======== Material for the task
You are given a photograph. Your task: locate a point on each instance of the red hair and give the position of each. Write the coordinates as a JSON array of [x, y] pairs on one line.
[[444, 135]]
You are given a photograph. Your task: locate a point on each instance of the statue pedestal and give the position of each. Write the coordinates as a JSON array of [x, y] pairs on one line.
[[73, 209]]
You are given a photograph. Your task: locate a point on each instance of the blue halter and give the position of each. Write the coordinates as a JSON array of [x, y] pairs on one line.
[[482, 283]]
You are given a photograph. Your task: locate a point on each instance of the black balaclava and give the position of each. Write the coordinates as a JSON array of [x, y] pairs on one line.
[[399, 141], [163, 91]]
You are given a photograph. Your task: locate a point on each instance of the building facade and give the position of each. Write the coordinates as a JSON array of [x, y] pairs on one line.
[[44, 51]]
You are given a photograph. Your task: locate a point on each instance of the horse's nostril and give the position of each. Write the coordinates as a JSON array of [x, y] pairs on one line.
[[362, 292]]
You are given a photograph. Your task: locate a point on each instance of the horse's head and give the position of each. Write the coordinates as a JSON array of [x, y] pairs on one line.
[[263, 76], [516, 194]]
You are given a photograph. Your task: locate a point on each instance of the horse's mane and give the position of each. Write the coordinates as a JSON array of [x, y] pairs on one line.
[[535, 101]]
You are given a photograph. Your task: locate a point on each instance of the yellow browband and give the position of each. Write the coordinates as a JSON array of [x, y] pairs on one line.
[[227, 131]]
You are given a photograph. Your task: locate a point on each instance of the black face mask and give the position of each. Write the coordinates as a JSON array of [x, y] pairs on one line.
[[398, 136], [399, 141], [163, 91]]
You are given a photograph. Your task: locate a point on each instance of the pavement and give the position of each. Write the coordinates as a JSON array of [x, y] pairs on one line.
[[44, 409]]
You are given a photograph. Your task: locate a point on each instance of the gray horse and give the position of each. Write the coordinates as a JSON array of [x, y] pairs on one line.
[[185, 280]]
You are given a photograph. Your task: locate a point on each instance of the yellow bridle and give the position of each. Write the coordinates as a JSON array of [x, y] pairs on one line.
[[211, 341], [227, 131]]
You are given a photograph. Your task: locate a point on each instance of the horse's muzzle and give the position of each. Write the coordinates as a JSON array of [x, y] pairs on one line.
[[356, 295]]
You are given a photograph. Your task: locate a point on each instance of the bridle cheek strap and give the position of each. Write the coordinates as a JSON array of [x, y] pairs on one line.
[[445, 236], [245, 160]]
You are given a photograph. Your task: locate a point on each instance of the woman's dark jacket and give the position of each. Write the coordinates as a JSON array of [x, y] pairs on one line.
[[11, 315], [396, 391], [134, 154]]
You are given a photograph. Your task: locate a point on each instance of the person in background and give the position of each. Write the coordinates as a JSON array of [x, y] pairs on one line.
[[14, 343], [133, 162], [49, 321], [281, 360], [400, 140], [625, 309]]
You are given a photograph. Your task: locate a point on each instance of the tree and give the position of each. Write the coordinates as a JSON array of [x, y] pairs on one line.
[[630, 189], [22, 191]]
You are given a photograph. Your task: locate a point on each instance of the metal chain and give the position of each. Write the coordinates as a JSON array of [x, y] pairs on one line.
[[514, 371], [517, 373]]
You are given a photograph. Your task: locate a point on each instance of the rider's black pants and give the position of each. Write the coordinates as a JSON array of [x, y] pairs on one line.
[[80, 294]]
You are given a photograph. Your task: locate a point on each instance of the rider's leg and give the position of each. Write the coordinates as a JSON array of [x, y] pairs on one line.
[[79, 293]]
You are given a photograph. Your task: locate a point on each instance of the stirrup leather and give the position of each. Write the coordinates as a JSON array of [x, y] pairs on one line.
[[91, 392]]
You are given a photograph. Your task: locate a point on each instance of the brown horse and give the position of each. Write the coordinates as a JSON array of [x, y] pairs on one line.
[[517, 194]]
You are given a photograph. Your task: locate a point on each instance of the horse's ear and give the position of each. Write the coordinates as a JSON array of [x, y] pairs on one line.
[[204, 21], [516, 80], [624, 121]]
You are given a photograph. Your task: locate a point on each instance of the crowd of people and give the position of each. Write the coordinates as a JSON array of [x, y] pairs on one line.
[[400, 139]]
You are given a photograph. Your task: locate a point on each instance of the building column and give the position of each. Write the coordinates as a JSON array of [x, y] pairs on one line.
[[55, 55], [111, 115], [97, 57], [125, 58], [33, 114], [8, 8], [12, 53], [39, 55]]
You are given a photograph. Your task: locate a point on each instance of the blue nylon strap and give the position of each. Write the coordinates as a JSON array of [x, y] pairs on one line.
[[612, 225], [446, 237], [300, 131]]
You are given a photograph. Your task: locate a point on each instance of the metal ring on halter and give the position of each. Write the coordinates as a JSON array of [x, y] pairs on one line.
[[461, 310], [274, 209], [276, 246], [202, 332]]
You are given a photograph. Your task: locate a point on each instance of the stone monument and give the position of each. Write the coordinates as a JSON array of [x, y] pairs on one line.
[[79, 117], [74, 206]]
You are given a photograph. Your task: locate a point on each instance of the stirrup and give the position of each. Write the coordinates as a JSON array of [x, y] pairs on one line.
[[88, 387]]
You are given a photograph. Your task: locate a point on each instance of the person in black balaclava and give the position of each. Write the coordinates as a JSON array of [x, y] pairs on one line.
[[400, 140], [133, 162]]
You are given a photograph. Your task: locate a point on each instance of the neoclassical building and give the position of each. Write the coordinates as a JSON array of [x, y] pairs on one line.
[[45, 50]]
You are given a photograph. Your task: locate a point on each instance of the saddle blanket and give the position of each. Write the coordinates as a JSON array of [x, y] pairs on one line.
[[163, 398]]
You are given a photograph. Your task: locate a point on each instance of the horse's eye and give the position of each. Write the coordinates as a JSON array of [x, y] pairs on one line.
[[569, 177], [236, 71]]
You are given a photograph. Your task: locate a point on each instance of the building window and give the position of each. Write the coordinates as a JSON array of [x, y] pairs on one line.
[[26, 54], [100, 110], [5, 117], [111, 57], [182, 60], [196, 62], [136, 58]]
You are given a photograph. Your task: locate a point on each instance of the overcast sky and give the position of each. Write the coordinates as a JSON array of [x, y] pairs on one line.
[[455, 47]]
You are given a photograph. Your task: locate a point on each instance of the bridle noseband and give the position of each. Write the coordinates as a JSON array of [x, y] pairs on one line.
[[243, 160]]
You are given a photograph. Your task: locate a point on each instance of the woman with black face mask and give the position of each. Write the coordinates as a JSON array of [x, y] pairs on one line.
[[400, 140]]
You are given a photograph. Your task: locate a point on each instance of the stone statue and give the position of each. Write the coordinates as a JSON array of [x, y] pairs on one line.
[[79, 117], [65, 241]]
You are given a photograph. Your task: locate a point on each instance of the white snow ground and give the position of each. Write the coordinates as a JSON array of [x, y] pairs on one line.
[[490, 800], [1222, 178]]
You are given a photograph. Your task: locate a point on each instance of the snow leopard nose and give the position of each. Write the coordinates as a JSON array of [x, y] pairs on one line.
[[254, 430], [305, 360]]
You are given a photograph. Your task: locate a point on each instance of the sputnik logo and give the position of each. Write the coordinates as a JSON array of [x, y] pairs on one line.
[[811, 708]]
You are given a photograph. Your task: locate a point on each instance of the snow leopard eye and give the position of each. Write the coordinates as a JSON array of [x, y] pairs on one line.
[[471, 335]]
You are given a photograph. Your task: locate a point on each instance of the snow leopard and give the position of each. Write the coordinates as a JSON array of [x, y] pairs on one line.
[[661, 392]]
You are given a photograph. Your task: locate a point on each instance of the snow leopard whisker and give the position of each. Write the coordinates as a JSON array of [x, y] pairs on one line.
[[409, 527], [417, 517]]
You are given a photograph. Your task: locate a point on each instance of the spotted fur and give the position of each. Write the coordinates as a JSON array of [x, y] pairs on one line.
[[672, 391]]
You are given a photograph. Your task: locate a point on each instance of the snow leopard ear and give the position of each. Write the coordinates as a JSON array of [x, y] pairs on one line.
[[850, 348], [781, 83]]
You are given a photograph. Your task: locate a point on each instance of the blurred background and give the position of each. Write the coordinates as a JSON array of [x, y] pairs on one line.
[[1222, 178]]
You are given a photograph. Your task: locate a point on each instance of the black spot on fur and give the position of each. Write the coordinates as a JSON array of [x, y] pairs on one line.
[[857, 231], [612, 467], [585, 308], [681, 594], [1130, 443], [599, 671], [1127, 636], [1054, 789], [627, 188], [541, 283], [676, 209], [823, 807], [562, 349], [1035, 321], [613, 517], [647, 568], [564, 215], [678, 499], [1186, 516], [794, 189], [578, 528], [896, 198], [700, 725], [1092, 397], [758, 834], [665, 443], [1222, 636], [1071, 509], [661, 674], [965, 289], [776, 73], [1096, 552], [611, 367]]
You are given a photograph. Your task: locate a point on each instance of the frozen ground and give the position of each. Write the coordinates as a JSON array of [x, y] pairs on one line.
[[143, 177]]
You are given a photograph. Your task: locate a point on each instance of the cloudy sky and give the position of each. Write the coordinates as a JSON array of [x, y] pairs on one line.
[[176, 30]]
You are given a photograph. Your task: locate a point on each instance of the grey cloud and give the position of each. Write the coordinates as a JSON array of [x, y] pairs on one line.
================
▶ [Work required]:
Beginning at the line that holds "of the frozen", write out word for word each line through the end of the records.

▶ [Response for this exercise]:
You are given a photograph. Your task: locate a point on each instance of the frozen ground and give the position of each. Write the coordinates as a JSON array of [x, y] pairs on one line.
[[143, 177]]
You are given a photograph. Your task: locate a point on each instance of the cloudy sky and give the position of each. Write the coordinates as a JSON array of [x, y] pairs on one line.
[[176, 30]]
You are given a photograph. Your task: locate a point on each instance of the grey cloud and give the position of each. Write the coordinates as a JSON array of [x, y] pairs on one line.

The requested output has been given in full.